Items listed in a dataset
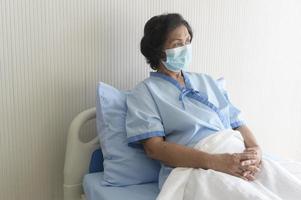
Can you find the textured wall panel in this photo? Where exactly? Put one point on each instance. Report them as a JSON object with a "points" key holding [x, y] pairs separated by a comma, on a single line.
{"points": [[53, 53]]}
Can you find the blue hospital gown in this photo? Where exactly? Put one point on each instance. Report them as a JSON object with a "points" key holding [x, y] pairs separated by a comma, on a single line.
{"points": [[159, 106]]}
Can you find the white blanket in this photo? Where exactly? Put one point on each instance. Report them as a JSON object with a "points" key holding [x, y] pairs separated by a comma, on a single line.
{"points": [[273, 182]]}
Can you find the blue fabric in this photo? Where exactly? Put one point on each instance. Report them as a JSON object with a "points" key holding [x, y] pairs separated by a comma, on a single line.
{"points": [[95, 191], [183, 115], [123, 165], [96, 162]]}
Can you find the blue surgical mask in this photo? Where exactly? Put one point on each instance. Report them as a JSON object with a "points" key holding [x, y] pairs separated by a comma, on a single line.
{"points": [[178, 59]]}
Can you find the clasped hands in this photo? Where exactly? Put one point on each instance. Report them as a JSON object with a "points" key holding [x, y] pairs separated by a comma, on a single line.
{"points": [[244, 165]]}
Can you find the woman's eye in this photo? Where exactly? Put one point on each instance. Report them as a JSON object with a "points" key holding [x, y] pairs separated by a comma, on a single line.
{"points": [[178, 44]]}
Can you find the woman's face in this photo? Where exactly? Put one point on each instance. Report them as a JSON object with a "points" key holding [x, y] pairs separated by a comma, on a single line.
{"points": [[177, 38]]}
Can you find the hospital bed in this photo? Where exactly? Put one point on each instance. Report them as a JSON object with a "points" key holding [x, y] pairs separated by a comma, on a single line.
{"points": [[81, 184]]}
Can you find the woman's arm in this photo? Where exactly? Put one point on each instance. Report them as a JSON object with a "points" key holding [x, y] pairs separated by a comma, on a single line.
{"points": [[249, 138], [176, 155], [251, 147]]}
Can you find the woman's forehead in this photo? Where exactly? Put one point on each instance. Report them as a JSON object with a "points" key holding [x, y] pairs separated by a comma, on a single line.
{"points": [[178, 33]]}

■ Your goal: Render the rows above as a JSON list of strings with one string per line, skipping blank lines and leaving the pictures out.

■ Response to the task:
[
  "Can you find the textured wall panel in this photo? Where exactly? Put one point on each instance. Report them as a JSON object with a \"points\" key holding [x, y] pairs separated by a comma, on a single line.",
  "{\"points\": [[53, 53]]}",
  "Can you find the blue hospital gown in this photo? Where exactly? Put one point on each instance. Report them as a JSON object with a \"points\" key holding [x, y] pairs separated by a comma, on a single line.",
  "{\"points\": [[159, 106]]}",
  "Can you find the white blanket in this photo? Where exactly? Put one point on each instance. Report them as a JSON object with a \"points\" key holding [x, y] pairs separated by a comma, on a single line.",
  "{\"points\": [[273, 182]]}",
  "Can you find the blue fabric in this photo? Where exactly? Put one point on each instance. Report them as a JSON object with a \"points\" key holding [x, y] pairs separated by a comma, on a single line.",
  "{\"points\": [[95, 191], [183, 115], [123, 165], [96, 162]]}",
  "Can you find the blue surgical mask in this photo? Where exactly? Put one point on each instance. Report them as a JSON object with a \"points\" key holding [x, y] pairs separated by a comma, on a single line.",
  "{\"points\": [[178, 59]]}",
  "Can you find the clasped hands in this photo? Where exactly? Put one point on each instance. Report them as a JSON object with a \"points\" key holding [x, y] pairs separated by a comma, on a single line.",
  "{\"points\": [[244, 165]]}",
  "Can you find the woman's eye in this photo? Where exactly? Put one point on each instance. Report them as a JSON object with a \"points\" key holding [x, y] pairs separated by a comma, on a single line.",
  "{\"points\": [[178, 44]]}",
  "Can you find the woman's face in this photo? Where exactly? Put one point on each instance. Report them as a JSON object with a \"points\" key holding [x, y] pairs separated by a comma, on a single line.",
  "{\"points\": [[177, 38]]}",
  "Can you find the hospital bed in this photo? Where exactly? Put one point on each instance. Report them as a JSON object with a \"points\" key holding [x, y] pairs separated by a comma, on a single line.",
  "{\"points\": [[81, 184]]}",
  "Can you find the woman's arm in this photo? Where exactly? Put one point on each instance. Report them as a JSON object with a \"points\" key holding [x, y] pairs separated by a comma, on a single line.",
  "{\"points\": [[249, 138], [176, 155], [251, 147]]}",
  "Can you find the woman's forehead in this photo? Where exactly? Put one point on each instance. Report them as a JSON object with a \"points\" key holding [x, y] pairs separated by a comma, on a single line.",
  "{\"points\": [[178, 33]]}"
]